*提示文*:
2010-01-30 18:41:08 |  ・稲美町国岡

119 草谷川は神出(かんで)の雌岡山(めっこうさん)あたりの水を集めて、草谷より下草谷、野村を経て、中西条にいたって加古川の本流に合流します。

この川の水を利用する村々が川郷(かわごう)です。

草谷川の川郷は、草谷村・下草谷村・野村・下村・宗佐村・上西条・中西条・船町村の8ヶ村です。

江戸時代の初めの頃です。やがて、草谷川の水量が少なくなってきました。

原因は、加古新村をはじめ印南野台地上での新田開発と、それにともなう草谷川から取水する大溝用水の築造でした。

大溝用水から、旧暦の7月から翌年の4月の間は加古新村等への取水は認められました。

繰り返しますが、これは、加古新村が姫路藩の援助で開発されため、川郷の村々は藩に反対を唱えることはできなかったためです。

それと、加古新村の開拓者が川郷の上西条・中西条・下村の有力者であったことなどが考えられます。

加古新村の開発に続き、国岡新村の開発が始まりました。

大溝用水の水を加古大池の取水口の近くから分かれて、入が池に取り入れ国岡村に流すことが取り決められました。

もちろん、その背景に姫路藩の指導があったのはもちろんのことです。

でも、十分な水はありません。

この大溝用水をめぐって、大規模な水争いが幾度となく繰り返されました。

    写真は、大溝用水が加古大池と入が池の溝に流れる取水口(稲美町加古池ノ内)。左水路は天満大池へ・右水路は入が池へ流れる。

  草谷川の川郷(8ヶ村)との水争い 

明和元年(1764)の水争いもその一つです。

*保存データ*:
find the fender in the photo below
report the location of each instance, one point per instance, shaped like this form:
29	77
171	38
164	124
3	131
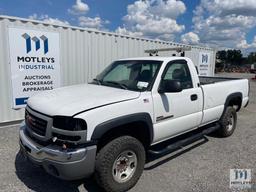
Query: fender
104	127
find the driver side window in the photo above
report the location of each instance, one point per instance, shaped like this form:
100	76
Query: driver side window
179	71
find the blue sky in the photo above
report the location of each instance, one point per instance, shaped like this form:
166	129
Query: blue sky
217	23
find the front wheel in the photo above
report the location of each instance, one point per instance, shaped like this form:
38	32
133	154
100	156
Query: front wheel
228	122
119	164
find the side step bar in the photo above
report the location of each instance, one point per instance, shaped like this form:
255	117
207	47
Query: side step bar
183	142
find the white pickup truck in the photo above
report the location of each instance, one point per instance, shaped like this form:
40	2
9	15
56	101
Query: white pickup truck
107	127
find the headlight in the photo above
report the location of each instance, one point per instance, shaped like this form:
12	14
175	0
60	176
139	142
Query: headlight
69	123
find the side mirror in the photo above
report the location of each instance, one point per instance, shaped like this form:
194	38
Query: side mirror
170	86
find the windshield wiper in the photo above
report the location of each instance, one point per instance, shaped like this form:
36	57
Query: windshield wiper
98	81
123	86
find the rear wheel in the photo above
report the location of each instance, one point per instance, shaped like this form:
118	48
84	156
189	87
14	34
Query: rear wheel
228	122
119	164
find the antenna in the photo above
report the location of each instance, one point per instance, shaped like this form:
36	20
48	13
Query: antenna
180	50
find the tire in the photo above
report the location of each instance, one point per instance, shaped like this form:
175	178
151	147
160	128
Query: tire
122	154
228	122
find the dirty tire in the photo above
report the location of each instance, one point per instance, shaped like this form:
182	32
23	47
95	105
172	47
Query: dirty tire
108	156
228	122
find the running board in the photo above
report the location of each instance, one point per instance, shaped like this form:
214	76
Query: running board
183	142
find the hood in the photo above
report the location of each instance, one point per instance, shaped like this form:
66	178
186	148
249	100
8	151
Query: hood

*依頼文 A*: 草谷川の文章で、草谷川の川郷とされている村をすべて挙げてください。
*依頼文 B*: 草谷川の文章によると、草谷川の水量が少なくなった原因は何ですか。
*依頼文 C*: 草谷川の文章を、最後の文の後から書き継いでください。
データの各行は、草谷川の文章とは無関係です。

*演習の出力 A*: 草谷村、下草谷村、野村、下村、宗佐村、上西条、中西条、船町村

*演習の出力 B*: 加古新村をはじめとする印南野台地上での新田開発と、それにともなって草谷川から取水する大溝用水が築造されたことです。

*演習の出力 C*:
明和元年69日の降雨により、久しぶりに草谷川には十分な水がありました。

そこで、加古新村・国岡新村の2村は灌漑期(取水できない時期)だったのですが、水がたくさんあるので、大溝用水へ取水をしようと堰へ人足を出しました。

これに対して、草谷川の8ヶ村からは、そうはさせまいと大溝用水へ人足を出し、激しい水争いになりました。

双方から被害届があり、大庄屋をへて代官所に提出されました。

この訴訟の争点は「灌漑期であっても水がたくさんあるときは、加古新村・国岡新村に取水の権利があるかどうか」にありました

2村は「ある」、8ヶ村は「ない」と主張したのは当然のことです。

この訴訟は、灌漑期であっても、水がたくさんあるときは、2村は草谷川から水をとっても良いという結論で決着しました。

なぜ、このように2村に有利に決められたのでしょう。

次回で考えます。

その他の水争いについては『稲美町史』を参照ください。なお、きょう紹介した水争いは町史に紹介されていません。 

◇蛇足◇

今日で、ブログは900号になりました。1000号まで続ける予定ですので、もうしばらくお付き合いください。

ご意見・ご感想をお待ちします。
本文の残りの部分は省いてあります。